PASSAGE SHOWN =>
High transaction volumes, varied employment types and frequent legislative updates create pressure on internal teams and increase the risk of errors. This often leads to a key decision point: continue managing payroll in house or move to an outsourced model.
If you are weighing up in-house payroll versus outsourcing, the choice will depend on the scale of your operations, the resources you have available and the level of control you want to maintain. Payroll accuracy and timeliness remain central responsibilities for any employer, so understanding the strengths and limitations of each approach is essential.
In this guide, you will find a clear overview of the advantages and drawbacks of outsourced payroll services to help you assess what fits your organisation best.
What is in-house payroll?
In-house payroll refers to the management of payroll processes by employees within the organisation. In large businesses, this usually involves a dedicated payroll team that often sits within HR or finance. These teams are responsible for maintaining compliance across multiple locations, managing high data volumes and supporting complex workforce structures.
Smaller organisations may rely on one payroll specialist or a generalist who manages payroll alongside other responsibilities. Larger enterprises typically require a more robust setup with skilled payroll professionals, clear process ownership and defined roles to handle the scale and regulatory demands of the operation.

TASK TO COMPLETE =>
According to the payroll passage, what factors will the choice between in-house payroll and outsourcing depend on? The records that come next are not needed.

ITEMS =>
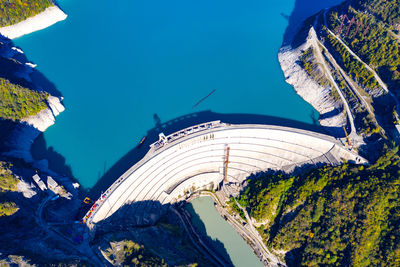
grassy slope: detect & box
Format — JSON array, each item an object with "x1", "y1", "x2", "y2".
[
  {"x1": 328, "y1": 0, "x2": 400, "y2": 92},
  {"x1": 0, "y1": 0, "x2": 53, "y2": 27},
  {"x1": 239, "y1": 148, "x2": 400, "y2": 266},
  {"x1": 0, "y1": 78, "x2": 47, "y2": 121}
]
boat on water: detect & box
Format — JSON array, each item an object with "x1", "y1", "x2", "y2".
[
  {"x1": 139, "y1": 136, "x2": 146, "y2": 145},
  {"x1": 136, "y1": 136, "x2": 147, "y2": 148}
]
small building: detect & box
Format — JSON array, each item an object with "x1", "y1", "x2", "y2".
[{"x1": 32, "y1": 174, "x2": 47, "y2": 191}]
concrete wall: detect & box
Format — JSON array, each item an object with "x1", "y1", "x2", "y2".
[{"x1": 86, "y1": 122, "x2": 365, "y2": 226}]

---

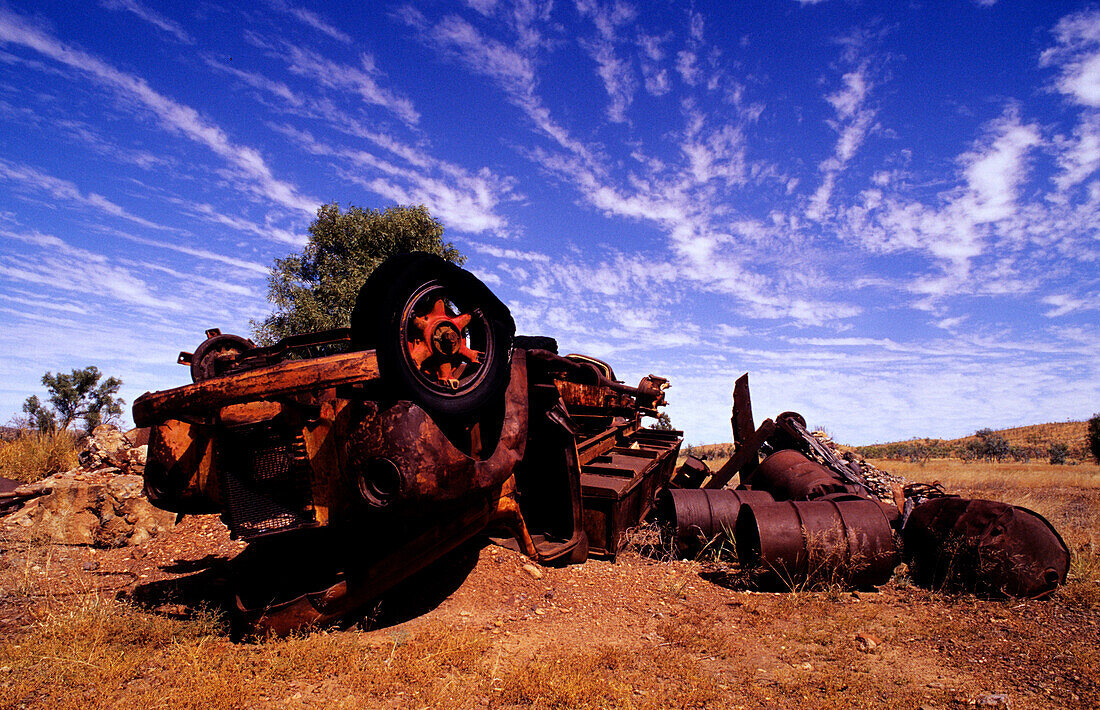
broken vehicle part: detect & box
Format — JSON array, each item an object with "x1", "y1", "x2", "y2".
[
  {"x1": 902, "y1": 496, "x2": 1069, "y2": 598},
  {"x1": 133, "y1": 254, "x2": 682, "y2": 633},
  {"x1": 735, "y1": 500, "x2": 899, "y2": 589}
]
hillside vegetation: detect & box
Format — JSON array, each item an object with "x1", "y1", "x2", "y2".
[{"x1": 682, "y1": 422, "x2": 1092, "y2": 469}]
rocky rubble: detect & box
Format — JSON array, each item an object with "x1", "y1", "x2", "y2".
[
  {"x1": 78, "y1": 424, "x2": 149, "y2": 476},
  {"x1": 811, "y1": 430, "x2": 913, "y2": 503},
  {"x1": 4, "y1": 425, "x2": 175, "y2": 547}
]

...

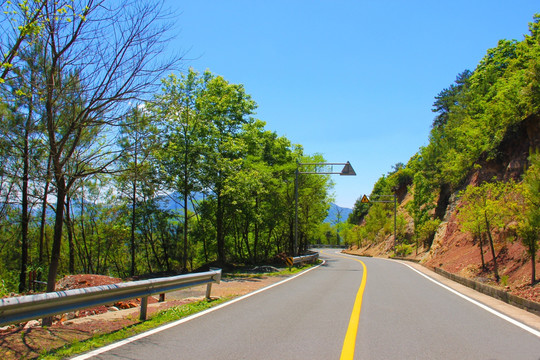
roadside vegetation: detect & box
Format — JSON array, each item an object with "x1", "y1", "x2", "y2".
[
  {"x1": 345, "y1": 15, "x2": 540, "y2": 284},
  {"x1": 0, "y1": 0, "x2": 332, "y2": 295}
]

SOLUTION FOR THIS TASK =>
- The scale of your operations
- The resources you have available
- The level of control you want to maintain